** Record list **
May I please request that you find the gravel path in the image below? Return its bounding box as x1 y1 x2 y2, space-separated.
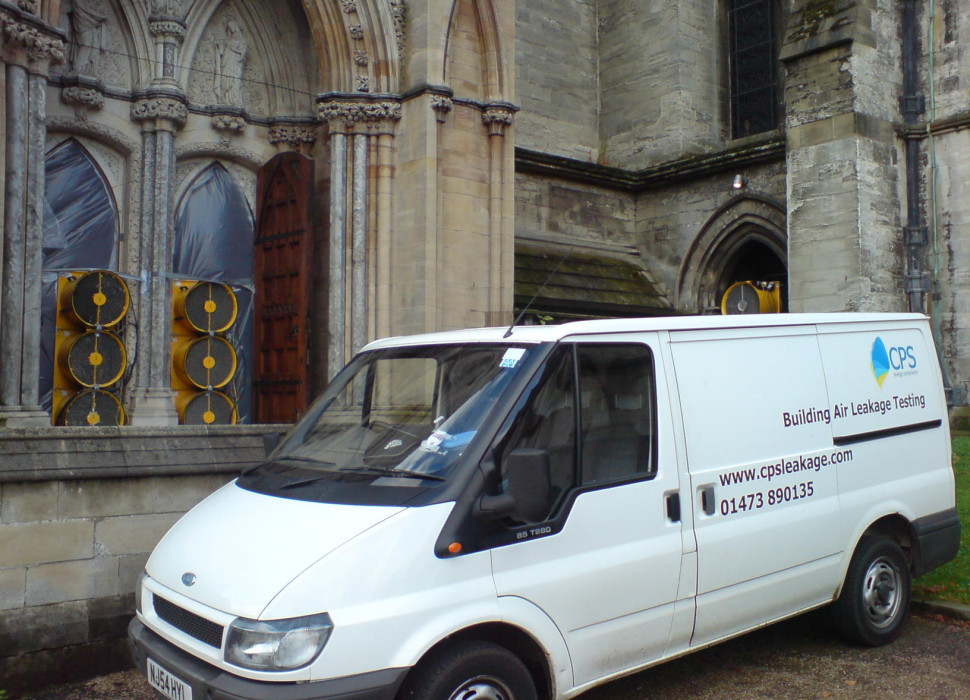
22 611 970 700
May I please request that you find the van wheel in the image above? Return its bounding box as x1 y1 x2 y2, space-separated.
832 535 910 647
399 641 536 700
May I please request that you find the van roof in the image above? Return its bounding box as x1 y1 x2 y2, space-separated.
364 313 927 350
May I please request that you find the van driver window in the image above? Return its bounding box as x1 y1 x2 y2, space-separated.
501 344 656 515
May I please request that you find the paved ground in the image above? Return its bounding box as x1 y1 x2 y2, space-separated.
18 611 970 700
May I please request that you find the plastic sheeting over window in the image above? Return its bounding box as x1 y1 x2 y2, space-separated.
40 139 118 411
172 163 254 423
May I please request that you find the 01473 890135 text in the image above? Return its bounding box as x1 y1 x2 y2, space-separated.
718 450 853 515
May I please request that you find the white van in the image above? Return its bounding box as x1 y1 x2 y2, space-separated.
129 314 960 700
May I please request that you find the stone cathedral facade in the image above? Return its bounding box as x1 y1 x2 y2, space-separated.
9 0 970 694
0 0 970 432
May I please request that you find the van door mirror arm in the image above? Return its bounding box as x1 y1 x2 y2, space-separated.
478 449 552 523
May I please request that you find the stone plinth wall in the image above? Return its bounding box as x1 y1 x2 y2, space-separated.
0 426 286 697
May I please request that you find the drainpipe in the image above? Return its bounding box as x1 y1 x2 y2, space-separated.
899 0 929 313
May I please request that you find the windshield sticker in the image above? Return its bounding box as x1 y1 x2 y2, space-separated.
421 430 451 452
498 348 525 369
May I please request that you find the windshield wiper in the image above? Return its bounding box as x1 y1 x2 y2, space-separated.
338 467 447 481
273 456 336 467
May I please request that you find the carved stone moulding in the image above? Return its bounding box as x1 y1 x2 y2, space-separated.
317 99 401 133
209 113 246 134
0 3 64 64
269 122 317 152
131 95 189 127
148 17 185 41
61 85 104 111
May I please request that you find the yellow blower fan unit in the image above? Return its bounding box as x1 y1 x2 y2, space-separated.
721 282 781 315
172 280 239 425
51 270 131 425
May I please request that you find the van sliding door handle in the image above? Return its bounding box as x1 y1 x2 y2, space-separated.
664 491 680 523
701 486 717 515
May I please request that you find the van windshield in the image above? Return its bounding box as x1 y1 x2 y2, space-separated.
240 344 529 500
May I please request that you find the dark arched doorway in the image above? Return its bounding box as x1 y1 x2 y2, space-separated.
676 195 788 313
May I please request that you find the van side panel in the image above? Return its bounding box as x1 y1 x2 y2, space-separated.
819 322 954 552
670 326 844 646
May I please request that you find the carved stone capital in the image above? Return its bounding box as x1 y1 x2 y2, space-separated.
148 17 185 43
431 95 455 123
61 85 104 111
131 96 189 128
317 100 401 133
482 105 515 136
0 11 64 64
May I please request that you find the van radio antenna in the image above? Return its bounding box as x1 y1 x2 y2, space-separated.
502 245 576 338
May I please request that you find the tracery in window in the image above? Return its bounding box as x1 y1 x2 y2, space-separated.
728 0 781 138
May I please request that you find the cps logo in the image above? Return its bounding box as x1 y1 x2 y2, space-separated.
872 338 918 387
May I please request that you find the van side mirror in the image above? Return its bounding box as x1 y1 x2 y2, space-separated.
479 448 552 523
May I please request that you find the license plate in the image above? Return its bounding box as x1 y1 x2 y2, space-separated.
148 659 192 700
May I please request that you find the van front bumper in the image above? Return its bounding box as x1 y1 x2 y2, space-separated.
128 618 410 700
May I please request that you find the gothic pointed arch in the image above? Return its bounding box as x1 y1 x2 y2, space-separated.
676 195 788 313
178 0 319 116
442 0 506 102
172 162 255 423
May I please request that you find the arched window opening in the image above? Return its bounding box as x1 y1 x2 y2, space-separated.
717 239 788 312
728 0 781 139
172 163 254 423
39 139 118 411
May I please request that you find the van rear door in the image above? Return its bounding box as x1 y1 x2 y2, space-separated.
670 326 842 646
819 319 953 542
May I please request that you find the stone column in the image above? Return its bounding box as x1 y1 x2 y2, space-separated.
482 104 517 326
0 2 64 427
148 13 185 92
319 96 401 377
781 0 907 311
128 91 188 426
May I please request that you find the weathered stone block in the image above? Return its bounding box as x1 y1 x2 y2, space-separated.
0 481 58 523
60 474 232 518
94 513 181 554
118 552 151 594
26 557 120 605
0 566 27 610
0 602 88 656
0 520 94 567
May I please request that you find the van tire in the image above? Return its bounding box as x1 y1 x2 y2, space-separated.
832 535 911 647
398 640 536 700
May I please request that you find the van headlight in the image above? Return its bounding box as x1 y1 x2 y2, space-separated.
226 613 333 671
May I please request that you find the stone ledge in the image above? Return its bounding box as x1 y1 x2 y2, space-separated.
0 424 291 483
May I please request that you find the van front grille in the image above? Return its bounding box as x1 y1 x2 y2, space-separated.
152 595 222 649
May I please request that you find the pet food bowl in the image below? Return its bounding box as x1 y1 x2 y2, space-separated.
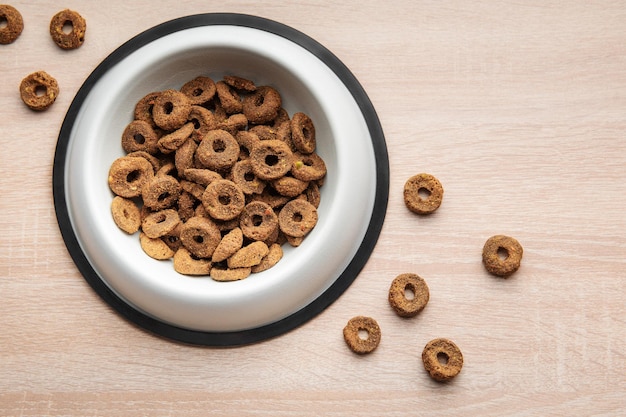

** Requirement **
Extract every one of the records above word for word, and leave the pictures out of your answer.

** Final result **
May I please request that you find the gravel path in the image below? Return its bounding box as x1 y1 x2 y2, space-separated.
22 611 970 700
May I please request that you find the van wheel in the image above? Return its bounding box as x1 y1 x2 y2, space-separated.
832 535 910 647
399 641 536 700
May I please request that you find the van roof in the image above? Return its bounding box as x1 y1 x2 y2, space-separated.
364 313 927 350
May I please request that you find the van driver window in the image above? Return its bounding box as x1 y1 x2 y2, space-separated.
501 344 656 515
May I please request that you find the paved ground in the image above? Return its bounding box as x1 y1 x2 y2, space-separated.
18 611 970 700
May I please request that you find the plastic sheeting over window in the image above? Return its bounding box as x1 y1 x2 y2, space-separated.
40 139 118 411
172 163 254 423
May I please request that you find the 01473 890135 text in the image above? Return its bounding box as x1 y1 x2 y2, space-separated.
718 450 853 515
May I please request that you find the white van in the image above? Return its bounding box as x1 y1 x2 y2, space-separated.
129 314 960 700
May I please request that you find the stone cathedral facade in the image above? Return its bounding box as x1 y1 x2 y2, space-separated.
9 0 970 694
0 0 970 432
May I please request that you find the van door mirror arm in the image above? Return its bounding box as x1 y1 x2 y2, space-separated.
478 449 552 523
May I please request that you find the stone plinth wall in the image above? Return its bounding box as x1 y1 x2 y2, space-separated.
0 426 286 697
May I please request that you find the drainpipe in the image above? Return its bounding box as x1 y1 x2 y2, space-separated.
899 0 929 313
May I please request that you find the windshield sticker in the image above? Return its bounding box as x1 y1 x2 y2, space-separated.
421 430 451 452
498 348 525 369
May I please request that you find the windshield wiper in the image above? Return its bounding box as x1 y1 x2 y2, space-separated.
338 467 447 481
273 456 336 467
May I please request that you find the carved stone moulding in the image above? Return its bounding box as x1 y1 x2 y2, space-separated.
317 99 401 133
209 113 246 134
0 3 64 64
269 122 317 152
131 95 189 127
148 17 185 41
61 85 104 111
May I please request that you find the yellow blower fan unit in the image above? Return its bounding box as x1 y1 x2 y2, space-separated.
721 282 781 315
172 280 239 425
51 270 131 425
May I please request that you find the van sliding door handle in the image above? Return its bounding box as x1 y1 x2 y2, space-separated.
664 491 680 523
701 486 717 515
May I please request that you find the van windshield in the image above? Return its bounding box as x1 y1 x2 y2, space-separated.
240 344 529 500
May I please request that you find the dark arched doorway in the image above? Return its bounding box as x1 y1 x2 y2, space-separated.
676 195 788 313
May I please request that you find the van side panel in the image above? Return its bounding box as x1 y1 x2 y2, space-separated.
819 322 954 552
670 326 844 646
May I please request that you find the carved stone capital in the image above? Return its bounding box as x1 y1 x2 y2, space-separated.
148 17 185 43
431 95 455 123
61 85 104 111
131 96 189 128
317 100 401 133
482 105 515 136
0 11 64 64
May I please request that you find the van radio antenna in the image above? Return its bounding box as x1 y1 x2 y2, space-separated.
502 245 576 338
May I please request that you find the tracery in window in the image above? Return its bounding box as x1 y1 x2 y2, space-separated.
728 0 781 138
May I please request that you find the cps logo in the image above? Return its bounding box as x1 y1 x2 y2, space-separated.
872 338 918 387
May I please request that you find the van side mirror in the image above? Return its bounding box as x1 y1 x2 y2, space-separated.
479 448 552 523
May I please request that you find the license plate in the image above? Return its bounding box as x1 y1 x2 y2, space-separated.
148 659 192 700
May I please request that you find the van front bumper in the image above? Return its bounding box as x1 y1 x2 y2, space-separated.
128 618 410 700
May I please request that you find the gothic pointed arch in the image above? Return its bounding box as x1 y1 x2 y2, space-separated.
676 195 788 313
178 0 319 116
442 0 506 102
172 162 255 423
May I please request that you find the arched window opening in the image above? Return its bounding box as x1 y1 x2 y2, space-separated.
717 239 788 312
728 0 781 139
172 163 254 423
39 139 118 411
May I please request that you find the van rear door in the image above? Return its bounding box as x1 y1 x2 y2, space-separated.
670 326 842 646
819 319 953 542
May I please request that you find the stone column in the image above? Return its bounding box as x1 y1 x2 y2, space-separated.
482 104 517 326
0 2 64 427
148 13 185 92
319 96 401 377
781 0 907 311
128 91 188 426
May I please request that you find the weathered stone block in the image above? Return its bounding box as x1 y1 x2 y2, space-separated.
0 481 58 523
60 474 232 518
94 513 181 554
118 552 151 594
26 557 120 605
0 566 27 610
0 602 88 656
0 520 94 567
May I please request that you find the van tire in the image above? Return its bounding box as x1 y1 x2 y2, space-separated.
832 535 911 647
398 640 536 700
May I please request that you find the van headlight in the image above? Return its bounding box as x1 y1 x2 y2, space-separated.
226 613 333 671
May I please request that you find the stone ledge in the image above? Return its bounding box as x1 y1 x2 y2, space-separated.
0 424 291 483
May I please request that you find the van front grille in the image above? Return its bounding box as x1 y1 x2 y2, space-separated.
152 595 222 649
May I please request that you find the pet food bowl in the image below? Return its bounding box as x1 y1 x2 y2, space-separated.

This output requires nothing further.